▶ _SUPPLIED DATA_
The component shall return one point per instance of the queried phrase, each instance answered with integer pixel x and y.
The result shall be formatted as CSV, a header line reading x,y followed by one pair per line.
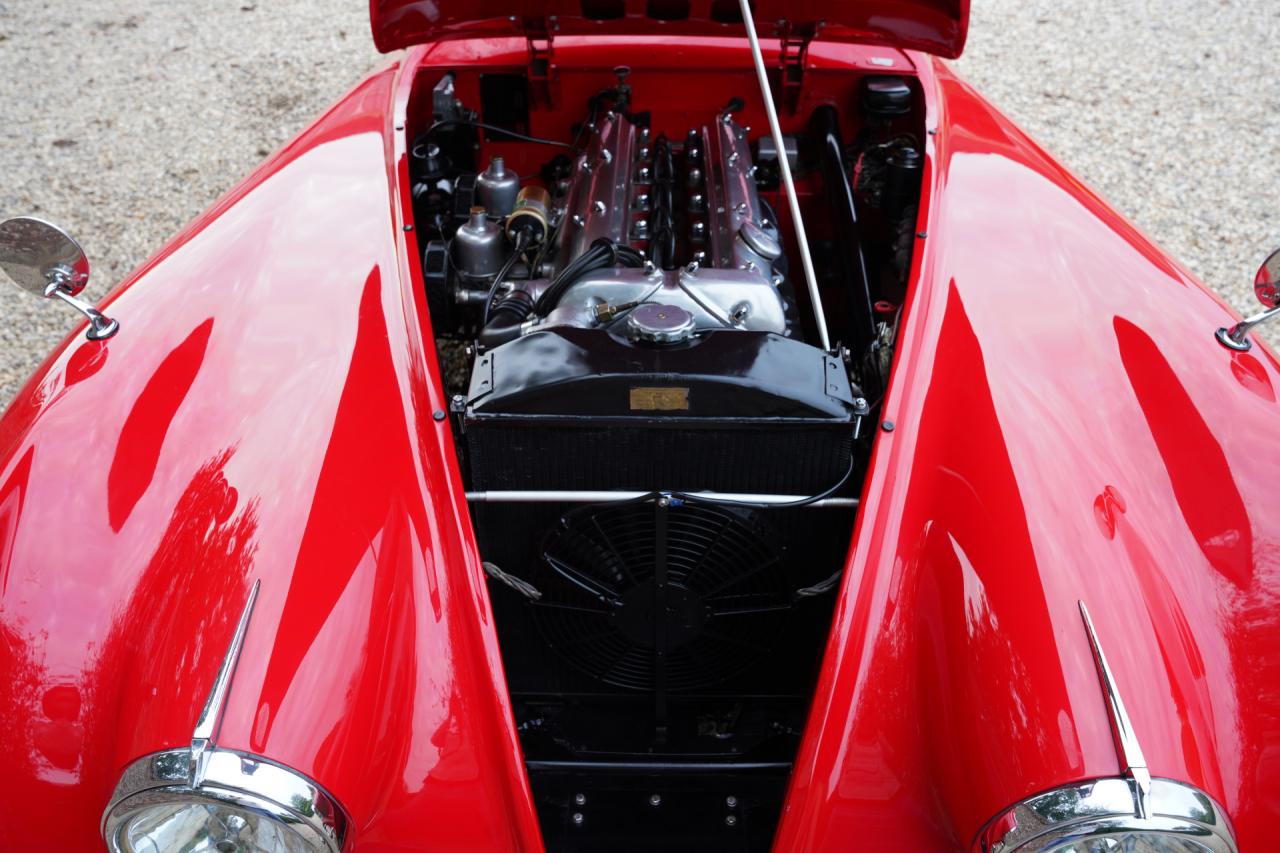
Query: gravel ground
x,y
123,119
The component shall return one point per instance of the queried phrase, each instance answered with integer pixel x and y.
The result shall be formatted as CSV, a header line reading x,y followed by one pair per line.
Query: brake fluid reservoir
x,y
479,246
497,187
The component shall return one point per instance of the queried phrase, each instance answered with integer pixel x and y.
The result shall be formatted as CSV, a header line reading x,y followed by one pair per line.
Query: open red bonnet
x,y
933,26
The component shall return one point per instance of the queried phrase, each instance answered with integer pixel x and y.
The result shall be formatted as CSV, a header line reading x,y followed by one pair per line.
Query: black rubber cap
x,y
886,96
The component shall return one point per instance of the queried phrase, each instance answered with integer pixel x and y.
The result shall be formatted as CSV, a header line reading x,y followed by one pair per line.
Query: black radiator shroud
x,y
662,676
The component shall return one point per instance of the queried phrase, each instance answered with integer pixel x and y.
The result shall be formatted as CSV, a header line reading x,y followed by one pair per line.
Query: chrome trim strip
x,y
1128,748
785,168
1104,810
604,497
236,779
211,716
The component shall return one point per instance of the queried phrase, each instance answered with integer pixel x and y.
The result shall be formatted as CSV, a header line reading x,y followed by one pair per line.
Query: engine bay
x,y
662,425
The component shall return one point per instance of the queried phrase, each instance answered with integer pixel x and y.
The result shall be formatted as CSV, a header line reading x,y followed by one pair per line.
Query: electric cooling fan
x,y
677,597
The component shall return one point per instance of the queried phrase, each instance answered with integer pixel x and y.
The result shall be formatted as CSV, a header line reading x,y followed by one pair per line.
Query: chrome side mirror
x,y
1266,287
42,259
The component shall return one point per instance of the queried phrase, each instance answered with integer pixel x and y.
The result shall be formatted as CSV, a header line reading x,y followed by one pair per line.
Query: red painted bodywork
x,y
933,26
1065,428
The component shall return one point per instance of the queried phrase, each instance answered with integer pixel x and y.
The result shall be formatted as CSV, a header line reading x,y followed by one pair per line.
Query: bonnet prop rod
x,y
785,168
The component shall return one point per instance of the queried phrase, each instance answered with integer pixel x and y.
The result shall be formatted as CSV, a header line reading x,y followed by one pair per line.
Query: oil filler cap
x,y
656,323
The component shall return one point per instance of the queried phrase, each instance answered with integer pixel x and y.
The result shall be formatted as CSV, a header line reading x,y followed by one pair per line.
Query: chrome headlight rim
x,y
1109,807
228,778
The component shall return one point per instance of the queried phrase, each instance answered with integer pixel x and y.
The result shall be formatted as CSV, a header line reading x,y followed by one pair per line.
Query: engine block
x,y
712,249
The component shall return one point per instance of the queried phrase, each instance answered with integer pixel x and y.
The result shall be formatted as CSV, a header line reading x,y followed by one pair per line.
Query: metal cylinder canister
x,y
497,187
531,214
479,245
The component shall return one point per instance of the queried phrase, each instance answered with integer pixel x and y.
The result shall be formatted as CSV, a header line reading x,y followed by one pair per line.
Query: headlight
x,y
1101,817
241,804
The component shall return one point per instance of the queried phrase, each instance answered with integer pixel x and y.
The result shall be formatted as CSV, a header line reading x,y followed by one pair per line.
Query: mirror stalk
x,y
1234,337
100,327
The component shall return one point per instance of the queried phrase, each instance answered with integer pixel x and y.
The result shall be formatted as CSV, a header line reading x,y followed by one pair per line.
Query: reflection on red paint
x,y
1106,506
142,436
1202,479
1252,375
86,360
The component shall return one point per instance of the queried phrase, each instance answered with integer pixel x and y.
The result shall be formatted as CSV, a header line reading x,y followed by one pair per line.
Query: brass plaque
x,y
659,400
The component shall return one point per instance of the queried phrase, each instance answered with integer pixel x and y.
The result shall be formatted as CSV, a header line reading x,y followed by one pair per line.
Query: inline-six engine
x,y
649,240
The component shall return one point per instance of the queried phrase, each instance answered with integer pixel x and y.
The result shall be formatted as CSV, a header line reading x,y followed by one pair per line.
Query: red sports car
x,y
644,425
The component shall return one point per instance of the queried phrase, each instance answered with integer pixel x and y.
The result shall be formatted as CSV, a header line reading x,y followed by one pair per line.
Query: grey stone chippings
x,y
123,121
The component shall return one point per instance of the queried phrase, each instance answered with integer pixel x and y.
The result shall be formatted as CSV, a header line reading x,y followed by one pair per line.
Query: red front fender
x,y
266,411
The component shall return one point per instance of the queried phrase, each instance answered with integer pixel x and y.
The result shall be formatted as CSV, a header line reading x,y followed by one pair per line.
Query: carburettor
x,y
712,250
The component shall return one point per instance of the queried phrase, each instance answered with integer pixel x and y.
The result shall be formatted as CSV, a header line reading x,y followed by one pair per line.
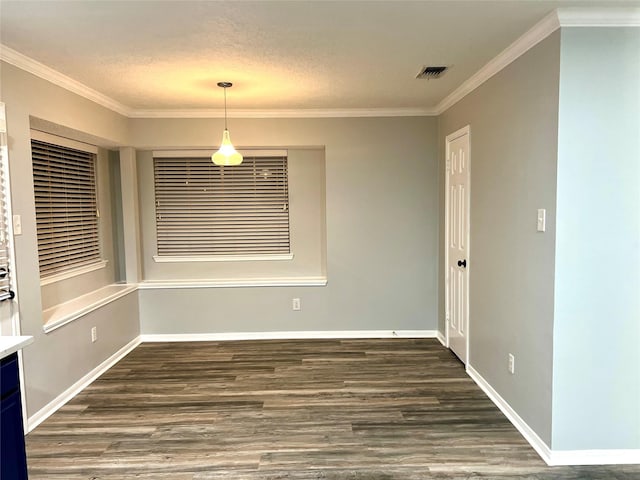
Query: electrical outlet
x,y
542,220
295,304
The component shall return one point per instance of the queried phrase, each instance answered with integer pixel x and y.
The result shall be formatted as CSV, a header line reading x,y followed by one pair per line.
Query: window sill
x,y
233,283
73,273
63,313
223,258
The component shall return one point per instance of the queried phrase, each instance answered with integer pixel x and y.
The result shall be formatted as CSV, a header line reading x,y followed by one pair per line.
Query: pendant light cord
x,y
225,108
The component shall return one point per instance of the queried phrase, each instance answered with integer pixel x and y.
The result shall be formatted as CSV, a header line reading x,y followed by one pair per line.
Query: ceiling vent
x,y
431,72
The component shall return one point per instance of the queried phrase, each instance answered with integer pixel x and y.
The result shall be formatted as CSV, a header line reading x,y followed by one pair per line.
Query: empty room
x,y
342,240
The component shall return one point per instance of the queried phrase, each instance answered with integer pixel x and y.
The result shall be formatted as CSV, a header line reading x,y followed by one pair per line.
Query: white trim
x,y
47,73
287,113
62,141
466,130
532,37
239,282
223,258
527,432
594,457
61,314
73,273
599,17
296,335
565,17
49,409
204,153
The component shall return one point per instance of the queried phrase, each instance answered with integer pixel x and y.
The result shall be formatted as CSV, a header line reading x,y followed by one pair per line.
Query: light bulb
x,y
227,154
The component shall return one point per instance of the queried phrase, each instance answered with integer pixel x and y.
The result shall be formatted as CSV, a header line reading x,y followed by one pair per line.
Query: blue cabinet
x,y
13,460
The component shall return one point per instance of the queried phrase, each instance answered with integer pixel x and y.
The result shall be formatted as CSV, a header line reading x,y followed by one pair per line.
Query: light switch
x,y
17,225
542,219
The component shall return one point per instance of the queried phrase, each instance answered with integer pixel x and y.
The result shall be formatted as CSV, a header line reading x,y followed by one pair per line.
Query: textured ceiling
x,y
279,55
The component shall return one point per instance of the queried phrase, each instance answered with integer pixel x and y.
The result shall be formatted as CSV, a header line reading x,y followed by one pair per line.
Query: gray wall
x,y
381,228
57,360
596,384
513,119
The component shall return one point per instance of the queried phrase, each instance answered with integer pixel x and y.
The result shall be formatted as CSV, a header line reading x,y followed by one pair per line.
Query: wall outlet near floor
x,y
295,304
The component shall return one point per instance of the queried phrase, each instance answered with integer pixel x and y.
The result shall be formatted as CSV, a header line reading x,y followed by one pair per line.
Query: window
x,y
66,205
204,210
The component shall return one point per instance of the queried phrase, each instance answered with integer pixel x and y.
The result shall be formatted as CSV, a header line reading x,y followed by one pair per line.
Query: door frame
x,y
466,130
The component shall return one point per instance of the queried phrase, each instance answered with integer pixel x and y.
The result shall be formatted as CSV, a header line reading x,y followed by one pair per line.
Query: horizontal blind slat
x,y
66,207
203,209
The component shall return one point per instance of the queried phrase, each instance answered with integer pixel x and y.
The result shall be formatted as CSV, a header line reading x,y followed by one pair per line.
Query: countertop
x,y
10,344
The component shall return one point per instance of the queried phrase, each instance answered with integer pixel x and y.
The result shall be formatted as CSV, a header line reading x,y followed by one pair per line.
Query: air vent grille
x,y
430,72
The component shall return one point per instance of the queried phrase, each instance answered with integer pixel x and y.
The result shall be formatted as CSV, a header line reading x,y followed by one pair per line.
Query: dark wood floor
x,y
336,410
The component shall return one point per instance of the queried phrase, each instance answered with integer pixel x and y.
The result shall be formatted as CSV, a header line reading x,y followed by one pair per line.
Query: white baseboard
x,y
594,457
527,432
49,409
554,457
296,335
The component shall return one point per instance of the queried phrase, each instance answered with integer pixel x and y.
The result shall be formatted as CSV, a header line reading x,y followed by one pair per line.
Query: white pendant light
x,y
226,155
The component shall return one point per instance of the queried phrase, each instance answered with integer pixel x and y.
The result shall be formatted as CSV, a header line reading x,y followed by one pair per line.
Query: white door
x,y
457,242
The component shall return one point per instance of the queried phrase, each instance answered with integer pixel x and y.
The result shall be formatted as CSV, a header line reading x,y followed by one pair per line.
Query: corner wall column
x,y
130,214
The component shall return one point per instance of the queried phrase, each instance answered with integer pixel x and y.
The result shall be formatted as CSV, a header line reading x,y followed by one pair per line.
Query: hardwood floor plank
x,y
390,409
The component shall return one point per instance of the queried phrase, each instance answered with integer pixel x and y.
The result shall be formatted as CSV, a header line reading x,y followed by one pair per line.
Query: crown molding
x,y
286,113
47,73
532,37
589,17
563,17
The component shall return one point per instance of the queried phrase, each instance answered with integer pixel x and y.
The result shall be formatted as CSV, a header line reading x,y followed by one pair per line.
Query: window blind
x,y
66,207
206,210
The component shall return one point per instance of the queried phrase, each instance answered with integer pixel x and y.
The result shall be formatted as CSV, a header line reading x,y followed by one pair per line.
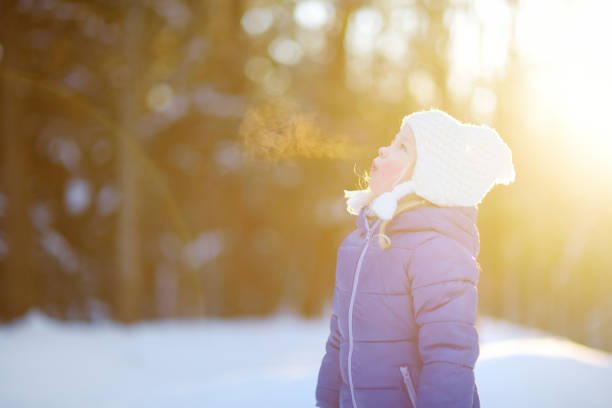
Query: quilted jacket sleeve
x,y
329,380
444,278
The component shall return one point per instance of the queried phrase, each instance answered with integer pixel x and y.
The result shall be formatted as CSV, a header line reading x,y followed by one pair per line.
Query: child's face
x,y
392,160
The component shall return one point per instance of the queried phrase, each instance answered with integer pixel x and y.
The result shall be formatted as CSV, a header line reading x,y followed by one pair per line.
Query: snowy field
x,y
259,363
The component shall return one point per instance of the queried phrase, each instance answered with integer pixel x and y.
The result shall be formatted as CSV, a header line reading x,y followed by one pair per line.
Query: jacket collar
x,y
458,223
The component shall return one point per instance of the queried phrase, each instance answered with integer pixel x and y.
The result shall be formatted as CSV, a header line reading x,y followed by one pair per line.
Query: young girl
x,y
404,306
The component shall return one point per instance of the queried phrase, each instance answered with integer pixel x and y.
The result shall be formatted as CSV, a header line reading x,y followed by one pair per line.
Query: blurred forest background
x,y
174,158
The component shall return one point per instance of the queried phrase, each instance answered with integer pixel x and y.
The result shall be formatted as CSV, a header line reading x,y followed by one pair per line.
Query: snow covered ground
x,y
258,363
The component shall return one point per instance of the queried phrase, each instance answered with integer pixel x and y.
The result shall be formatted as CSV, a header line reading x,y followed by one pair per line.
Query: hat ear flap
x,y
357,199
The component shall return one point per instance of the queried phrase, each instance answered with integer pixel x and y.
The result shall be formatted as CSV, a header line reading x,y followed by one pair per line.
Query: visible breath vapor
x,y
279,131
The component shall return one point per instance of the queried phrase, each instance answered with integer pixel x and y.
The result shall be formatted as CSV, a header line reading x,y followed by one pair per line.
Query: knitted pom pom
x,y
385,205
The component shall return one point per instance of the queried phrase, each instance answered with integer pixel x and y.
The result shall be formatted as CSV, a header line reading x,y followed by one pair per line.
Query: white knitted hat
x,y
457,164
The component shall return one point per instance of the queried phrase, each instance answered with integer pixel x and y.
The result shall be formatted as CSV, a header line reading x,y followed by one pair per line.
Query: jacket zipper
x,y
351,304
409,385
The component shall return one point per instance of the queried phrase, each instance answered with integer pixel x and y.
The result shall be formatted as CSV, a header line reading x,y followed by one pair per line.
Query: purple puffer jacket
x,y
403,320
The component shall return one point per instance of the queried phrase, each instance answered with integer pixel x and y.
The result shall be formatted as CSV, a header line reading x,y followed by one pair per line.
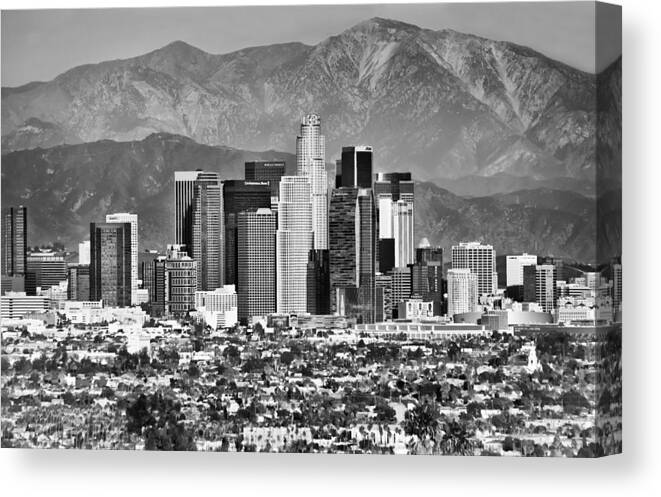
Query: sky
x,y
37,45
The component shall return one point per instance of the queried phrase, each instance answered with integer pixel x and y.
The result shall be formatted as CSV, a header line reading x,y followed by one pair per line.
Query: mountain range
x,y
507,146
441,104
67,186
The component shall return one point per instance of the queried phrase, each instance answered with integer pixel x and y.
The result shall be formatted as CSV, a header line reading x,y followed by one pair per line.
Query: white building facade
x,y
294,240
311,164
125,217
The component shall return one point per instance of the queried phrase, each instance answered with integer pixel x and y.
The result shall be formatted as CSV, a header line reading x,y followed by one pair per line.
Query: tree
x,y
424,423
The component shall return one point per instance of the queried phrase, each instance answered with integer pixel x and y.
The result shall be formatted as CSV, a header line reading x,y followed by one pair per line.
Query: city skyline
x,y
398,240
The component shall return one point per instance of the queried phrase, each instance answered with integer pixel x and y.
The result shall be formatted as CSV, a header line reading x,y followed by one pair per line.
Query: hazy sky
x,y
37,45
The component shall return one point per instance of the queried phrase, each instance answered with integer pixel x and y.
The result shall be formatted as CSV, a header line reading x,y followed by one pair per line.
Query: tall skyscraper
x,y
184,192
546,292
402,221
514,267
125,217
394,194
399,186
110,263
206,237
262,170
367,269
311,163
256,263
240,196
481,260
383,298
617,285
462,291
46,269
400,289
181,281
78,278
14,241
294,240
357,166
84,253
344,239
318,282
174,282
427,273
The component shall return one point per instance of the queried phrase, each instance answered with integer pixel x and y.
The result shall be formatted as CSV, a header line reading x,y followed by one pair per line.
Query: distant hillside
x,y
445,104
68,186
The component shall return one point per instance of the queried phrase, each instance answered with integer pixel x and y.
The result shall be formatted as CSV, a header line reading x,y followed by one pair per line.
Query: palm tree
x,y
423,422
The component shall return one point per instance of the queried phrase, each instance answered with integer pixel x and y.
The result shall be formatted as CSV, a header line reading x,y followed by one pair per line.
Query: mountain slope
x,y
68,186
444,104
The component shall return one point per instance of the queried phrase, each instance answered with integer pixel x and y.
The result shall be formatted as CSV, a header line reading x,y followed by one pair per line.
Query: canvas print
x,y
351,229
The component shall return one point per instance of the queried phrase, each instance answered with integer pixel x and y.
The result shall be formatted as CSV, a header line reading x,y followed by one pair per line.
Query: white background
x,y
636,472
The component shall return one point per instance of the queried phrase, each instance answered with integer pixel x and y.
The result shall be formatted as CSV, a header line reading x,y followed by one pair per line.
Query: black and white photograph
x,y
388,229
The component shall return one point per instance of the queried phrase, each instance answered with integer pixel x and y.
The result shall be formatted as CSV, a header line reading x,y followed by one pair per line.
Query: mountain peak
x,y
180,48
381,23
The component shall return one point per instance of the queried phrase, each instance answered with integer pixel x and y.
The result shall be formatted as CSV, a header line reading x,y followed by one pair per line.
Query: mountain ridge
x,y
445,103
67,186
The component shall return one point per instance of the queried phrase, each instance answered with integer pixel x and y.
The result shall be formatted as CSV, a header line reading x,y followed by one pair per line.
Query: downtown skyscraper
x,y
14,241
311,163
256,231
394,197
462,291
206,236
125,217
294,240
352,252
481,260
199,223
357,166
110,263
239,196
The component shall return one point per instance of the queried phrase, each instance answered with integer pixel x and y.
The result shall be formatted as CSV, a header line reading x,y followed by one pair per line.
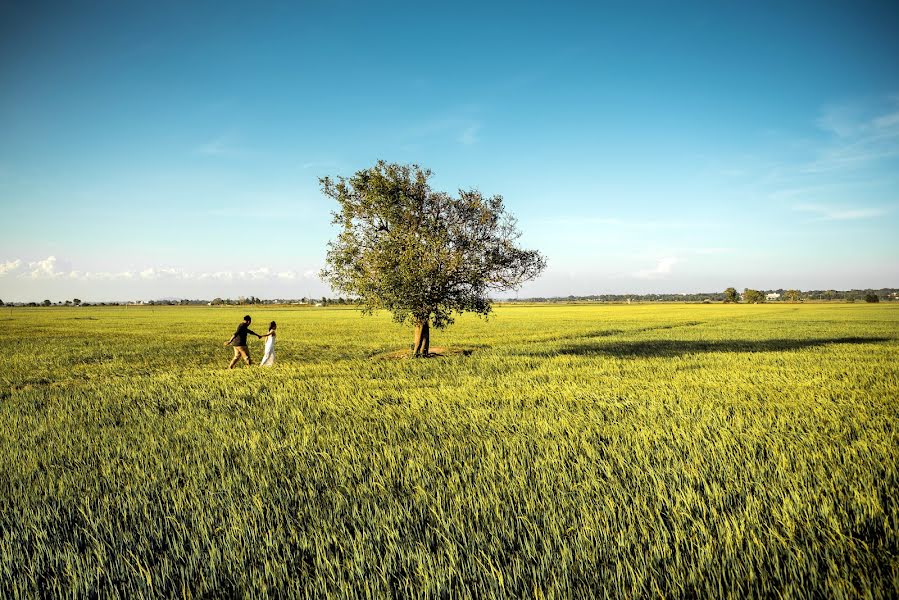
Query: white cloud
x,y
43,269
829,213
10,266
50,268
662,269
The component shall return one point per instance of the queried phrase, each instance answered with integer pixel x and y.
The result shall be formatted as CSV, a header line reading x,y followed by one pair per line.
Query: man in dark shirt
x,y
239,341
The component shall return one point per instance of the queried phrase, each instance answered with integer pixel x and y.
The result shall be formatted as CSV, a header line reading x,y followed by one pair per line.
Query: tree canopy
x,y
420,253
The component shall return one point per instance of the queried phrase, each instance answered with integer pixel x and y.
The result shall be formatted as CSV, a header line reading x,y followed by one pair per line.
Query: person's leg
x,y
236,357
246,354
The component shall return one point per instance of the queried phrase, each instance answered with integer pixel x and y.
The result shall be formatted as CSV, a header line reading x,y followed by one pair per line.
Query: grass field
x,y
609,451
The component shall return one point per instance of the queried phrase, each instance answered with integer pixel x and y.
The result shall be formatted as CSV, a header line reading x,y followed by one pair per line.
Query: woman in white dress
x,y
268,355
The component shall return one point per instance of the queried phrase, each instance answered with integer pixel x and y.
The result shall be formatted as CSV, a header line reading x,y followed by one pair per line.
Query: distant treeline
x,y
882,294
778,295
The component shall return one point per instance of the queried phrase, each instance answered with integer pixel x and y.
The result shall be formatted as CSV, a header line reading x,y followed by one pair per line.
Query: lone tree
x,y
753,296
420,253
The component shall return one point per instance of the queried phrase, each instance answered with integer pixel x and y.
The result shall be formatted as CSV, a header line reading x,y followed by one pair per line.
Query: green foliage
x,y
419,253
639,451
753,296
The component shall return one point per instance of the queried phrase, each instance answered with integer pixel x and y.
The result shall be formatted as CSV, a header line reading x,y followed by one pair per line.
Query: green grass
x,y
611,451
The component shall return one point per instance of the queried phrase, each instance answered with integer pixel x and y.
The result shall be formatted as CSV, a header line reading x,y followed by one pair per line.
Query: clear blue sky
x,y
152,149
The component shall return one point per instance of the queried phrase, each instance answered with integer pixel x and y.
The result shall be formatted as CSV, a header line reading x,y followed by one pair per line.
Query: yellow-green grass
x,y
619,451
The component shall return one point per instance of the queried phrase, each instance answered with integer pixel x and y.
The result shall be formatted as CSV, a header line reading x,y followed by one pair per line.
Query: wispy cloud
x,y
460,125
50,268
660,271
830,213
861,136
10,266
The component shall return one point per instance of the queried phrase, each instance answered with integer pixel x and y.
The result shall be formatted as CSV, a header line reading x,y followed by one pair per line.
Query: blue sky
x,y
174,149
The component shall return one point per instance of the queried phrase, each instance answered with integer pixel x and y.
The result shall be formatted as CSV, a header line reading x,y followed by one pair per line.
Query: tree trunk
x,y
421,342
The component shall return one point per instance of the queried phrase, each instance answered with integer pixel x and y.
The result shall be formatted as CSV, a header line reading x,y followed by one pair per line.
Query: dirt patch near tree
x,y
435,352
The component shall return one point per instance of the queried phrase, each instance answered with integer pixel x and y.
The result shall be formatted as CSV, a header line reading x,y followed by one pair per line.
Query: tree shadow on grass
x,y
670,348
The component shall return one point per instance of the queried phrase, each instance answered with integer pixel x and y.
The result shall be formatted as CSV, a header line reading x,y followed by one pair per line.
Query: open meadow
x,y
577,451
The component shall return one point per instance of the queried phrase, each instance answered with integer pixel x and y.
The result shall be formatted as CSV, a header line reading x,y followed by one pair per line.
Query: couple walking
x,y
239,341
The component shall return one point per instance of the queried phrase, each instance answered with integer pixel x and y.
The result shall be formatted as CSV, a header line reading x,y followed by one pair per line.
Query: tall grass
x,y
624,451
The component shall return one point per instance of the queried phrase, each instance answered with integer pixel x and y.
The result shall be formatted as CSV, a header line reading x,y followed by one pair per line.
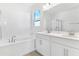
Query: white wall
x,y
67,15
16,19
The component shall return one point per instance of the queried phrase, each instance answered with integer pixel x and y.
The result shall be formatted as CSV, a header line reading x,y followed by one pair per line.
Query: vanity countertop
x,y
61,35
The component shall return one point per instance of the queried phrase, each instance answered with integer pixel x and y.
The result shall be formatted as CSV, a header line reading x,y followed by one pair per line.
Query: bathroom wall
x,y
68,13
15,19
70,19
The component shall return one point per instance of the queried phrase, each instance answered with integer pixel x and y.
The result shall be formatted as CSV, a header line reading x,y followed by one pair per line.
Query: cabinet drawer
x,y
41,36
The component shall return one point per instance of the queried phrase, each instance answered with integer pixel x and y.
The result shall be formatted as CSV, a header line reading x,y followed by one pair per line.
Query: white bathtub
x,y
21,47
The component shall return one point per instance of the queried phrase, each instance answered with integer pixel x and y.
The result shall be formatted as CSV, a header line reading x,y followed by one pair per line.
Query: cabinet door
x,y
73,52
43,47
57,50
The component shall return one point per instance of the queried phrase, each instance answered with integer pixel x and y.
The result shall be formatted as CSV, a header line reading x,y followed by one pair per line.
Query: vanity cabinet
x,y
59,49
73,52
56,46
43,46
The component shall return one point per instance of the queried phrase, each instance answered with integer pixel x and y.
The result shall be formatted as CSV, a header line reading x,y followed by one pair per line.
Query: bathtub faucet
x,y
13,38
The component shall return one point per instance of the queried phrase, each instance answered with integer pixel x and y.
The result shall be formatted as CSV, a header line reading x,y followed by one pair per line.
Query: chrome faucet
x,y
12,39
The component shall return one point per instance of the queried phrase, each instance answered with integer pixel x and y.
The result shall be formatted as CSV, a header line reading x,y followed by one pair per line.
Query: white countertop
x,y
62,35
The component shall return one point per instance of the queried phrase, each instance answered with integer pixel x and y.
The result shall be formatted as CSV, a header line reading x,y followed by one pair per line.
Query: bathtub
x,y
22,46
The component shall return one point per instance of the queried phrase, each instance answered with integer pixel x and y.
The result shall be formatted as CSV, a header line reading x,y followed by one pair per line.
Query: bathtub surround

▶ _REQUIRED WORK_
Count the lines in the data above that contain the word "floor", and give only that number.

▶ _RESPONSE BELOW_
3